-- Start RECORD EXTRACTS --

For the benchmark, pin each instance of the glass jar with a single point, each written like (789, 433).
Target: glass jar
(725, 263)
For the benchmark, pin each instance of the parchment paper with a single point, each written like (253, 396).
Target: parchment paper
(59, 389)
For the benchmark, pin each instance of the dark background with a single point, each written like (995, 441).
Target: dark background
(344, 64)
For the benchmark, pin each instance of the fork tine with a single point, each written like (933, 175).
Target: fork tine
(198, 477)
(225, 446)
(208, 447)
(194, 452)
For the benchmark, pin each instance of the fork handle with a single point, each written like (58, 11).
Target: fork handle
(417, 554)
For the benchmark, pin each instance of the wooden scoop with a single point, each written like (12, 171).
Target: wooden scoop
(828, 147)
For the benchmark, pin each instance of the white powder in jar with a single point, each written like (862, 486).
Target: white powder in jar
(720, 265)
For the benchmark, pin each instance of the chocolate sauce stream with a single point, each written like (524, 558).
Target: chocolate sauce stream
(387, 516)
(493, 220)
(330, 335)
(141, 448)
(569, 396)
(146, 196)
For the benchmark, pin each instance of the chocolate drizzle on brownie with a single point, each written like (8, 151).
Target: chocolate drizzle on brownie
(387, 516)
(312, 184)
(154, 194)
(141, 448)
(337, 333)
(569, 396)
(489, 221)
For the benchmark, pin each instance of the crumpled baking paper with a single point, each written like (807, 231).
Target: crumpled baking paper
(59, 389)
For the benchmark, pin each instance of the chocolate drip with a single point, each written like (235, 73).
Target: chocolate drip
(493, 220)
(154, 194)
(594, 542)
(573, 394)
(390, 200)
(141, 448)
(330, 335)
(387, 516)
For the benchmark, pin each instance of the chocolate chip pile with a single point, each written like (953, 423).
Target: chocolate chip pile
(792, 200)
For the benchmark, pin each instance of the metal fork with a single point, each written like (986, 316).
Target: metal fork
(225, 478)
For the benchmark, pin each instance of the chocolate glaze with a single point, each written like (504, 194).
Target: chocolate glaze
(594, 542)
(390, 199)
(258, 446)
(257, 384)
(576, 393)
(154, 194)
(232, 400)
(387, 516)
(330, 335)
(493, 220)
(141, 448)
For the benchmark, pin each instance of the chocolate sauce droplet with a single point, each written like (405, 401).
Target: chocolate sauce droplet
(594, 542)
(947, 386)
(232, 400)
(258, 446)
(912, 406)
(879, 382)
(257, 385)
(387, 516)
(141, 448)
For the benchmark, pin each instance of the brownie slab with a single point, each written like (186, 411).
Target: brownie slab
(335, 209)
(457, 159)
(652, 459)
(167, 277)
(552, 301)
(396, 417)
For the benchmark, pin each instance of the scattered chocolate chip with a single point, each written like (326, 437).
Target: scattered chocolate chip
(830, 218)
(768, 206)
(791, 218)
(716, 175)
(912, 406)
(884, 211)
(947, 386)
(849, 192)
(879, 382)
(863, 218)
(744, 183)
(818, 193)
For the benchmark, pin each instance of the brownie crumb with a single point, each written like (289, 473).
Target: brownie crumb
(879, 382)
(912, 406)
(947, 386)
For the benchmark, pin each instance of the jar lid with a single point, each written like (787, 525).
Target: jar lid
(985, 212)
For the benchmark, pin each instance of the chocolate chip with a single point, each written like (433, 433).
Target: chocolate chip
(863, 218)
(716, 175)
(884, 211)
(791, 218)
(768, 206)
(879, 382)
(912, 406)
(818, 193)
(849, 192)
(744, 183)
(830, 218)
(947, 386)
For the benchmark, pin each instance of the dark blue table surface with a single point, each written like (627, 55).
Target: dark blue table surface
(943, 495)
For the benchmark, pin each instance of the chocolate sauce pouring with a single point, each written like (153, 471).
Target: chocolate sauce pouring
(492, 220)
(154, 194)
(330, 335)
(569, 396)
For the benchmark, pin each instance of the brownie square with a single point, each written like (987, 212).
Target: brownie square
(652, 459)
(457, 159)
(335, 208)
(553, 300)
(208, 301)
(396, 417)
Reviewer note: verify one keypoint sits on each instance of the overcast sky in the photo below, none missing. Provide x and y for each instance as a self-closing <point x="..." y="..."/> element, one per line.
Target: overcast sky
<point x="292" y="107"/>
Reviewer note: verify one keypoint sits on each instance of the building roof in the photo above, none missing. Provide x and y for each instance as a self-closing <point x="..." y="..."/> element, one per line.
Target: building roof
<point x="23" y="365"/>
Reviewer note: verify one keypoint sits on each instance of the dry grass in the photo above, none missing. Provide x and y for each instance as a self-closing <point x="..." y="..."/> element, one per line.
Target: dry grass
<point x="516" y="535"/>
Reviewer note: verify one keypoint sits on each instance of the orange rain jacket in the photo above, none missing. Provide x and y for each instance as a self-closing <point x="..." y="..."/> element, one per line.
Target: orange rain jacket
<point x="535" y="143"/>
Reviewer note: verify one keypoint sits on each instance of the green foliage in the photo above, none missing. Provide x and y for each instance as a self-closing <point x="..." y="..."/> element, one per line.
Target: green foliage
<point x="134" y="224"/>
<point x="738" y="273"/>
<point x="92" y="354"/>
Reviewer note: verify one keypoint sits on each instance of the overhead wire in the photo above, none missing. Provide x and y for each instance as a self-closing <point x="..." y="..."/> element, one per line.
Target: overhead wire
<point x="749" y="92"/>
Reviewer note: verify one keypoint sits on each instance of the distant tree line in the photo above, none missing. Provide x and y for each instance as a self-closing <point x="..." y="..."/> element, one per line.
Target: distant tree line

-- End RECORD EXTRACTS --

EXERCISE BRIEF – What do the records say? Quote them all exactly.

SOLUTION TO THIS EXERCISE –
For the benchmark, pin each instance of the glass jar with a single point, each written like (789, 433).
Target: glass jar
(725, 263)
For the benchmark, pin each instance of the parchment paper with a single point, each written like (253, 396).
Target: parchment paper
(59, 389)
For the benchmark, pin each instance of the dark background with a single point, each written like (995, 441).
Target: dark background
(344, 64)
For the benchmark, pin each instance of the fork tine with a single point, each written like (933, 175).
Target: fork tine
(198, 477)
(225, 446)
(208, 447)
(194, 452)
For the benchmark, pin each instance of the fork handle with a single point, each written like (58, 11).
Target: fork handle
(417, 554)
For the benchmark, pin each instance of the wooden scoop with a single point, each written like (12, 171).
Target: wooden scoop
(828, 147)
For the benchmark, pin each instance of the white powder in jar with a single point, each written like (862, 486).
Target: white powder in jar
(720, 265)
For the benchmark, pin each instance of the chocolate sauce stream with a single point, each written like (524, 558).
Target: chocolate sauce stream
(387, 516)
(493, 220)
(330, 335)
(141, 448)
(569, 396)
(146, 196)
For the benchmark, pin each instance of the chocolate drizzle on brownie with a single point, each written like (8, 151).
Target: chocolate drizzle on brownie
(387, 516)
(312, 184)
(154, 194)
(141, 448)
(337, 333)
(569, 396)
(489, 221)
For the benchmark, pin each instance of the crumpled baking paper with a single point, each written like (807, 231).
Target: crumpled baking paper
(59, 389)
For the benchmark, pin each instance of the chocolate drip with a single point, each written like (235, 73).
Target: chocolate drip
(493, 220)
(154, 194)
(594, 542)
(573, 394)
(390, 200)
(141, 448)
(330, 335)
(387, 516)
For the benchmark, pin each instance of the chocolate chip pile with a single point, each written like (953, 423).
Target: chocolate chip pile
(792, 200)
For the benchmark, pin each instance of the metal fork with a single point, each written like (986, 316).
Target: metal fork
(225, 478)
For the benchmark, pin each instance of the chocolate glaze with a single point, each written like (504, 194).
Target: chocolate glaze
(594, 542)
(390, 199)
(258, 446)
(257, 384)
(576, 393)
(154, 194)
(232, 400)
(387, 516)
(330, 335)
(493, 220)
(141, 448)
For the benchmark, pin each instance of the chocolate sauce droplet with a single point, each written like (405, 401).
Target: chocolate sauce droplet
(594, 542)
(947, 386)
(232, 400)
(258, 446)
(912, 406)
(879, 382)
(257, 385)
(387, 516)
(141, 448)
For the benchmark, pin each instance of the brownie slab with a single point, each written like (186, 411).
Target: brownie slab
(335, 209)
(457, 159)
(652, 459)
(167, 277)
(552, 301)
(396, 417)
For the benchmark, pin each instance of the scattered chocolate chip with a single point, each written like (326, 437).
Target: scattered chocolate chip
(830, 218)
(768, 206)
(791, 218)
(716, 175)
(912, 406)
(884, 211)
(947, 386)
(849, 192)
(879, 382)
(863, 218)
(744, 183)
(818, 193)
For the benchmark, pin each instance of the brownie crumb with a single point, each written like (289, 473).
Target: brownie crumb
(879, 382)
(912, 406)
(947, 386)
For the benchmark, pin each instance of the jar lid with a single point, each written like (787, 525).
Target: jar lid
(985, 212)
For the benchmark, pin each instance of the chocolate chip with a single point, each written like (433, 433).
Target: chocolate chip
(863, 218)
(716, 175)
(884, 211)
(791, 218)
(768, 206)
(879, 382)
(912, 406)
(818, 193)
(849, 192)
(744, 183)
(830, 218)
(947, 386)
For the benchmark, pin each instance of the dark blue table surface with a single point, each written like (627, 55).
Target: dark blue table surface
(943, 495)
For the benchmark, pin each instance of the chocolate sauce pouring with a single point, each written like (153, 471).
Target: chocolate sauce pouring
(492, 220)
(154, 194)
(330, 335)
(569, 396)
For the benchmark, pin each instance of the brownie square with a single point, each written like (987, 212).
Target: brownie square
(652, 459)
(457, 159)
(335, 208)
(553, 300)
(208, 301)
(396, 417)
Reviewer note: verify one keypoint sits on each instance of the overcast sky in the photo below, none missing. Provide x and y for each instance as a self-closing <point x="..." y="..."/> element, one per line.
Target: overcast sky
<point x="292" y="107"/>
Reviewer note: verify one keypoint sits on each instance of the building roof in the photo above, none missing. Provide x and y for each instance as a self-closing <point x="..." y="..."/> element, one per line.
Target: building roof
<point x="23" y="365"/>
Reviewer note: verify one keypoint sits on each instance of the dry grass in the photo above, none missing. Provide x and y for each instance as a self-closing <point x="..." y="..."/> element, one per line.
Target: dry grass
<point x="516" y="535"/>
Reviewer note: verify one keypoint sits on each instance of the orange rain jacket in the photo above, none missing. Provide x and y for each instance as a self-closing <point x="..." y="..."/> element, one per line.
Target: orange rain jacket
<point x="535" y="143"/>
Reviewer note: verify one keypoint sits on each instance of the green foliage in the photo above, none missing. Provide x and y for each instance as a self-closing <point x="..." y="..."/> element, one per line.
Target: green foliage
<point x="134" y="224"/>
<point x="738" y="273"/>
<point x="92" y="354"/>
Reviewer note: verify one keypoint sits on each instance of the overhead wire in the photo above, none missing. Provide x and y for each instance as a self-closing <point x="..." y="..."/> element, one per line.
Target: overhead wire
<point x="749" y="92"/>
Reviewer note: verify one keypoint sits on each instance of the distant tree line in the photo above, none missing. Provide x and y for each instance as a self-closing <point x="..." y="..."/> element, one per line.
Target: distant tree line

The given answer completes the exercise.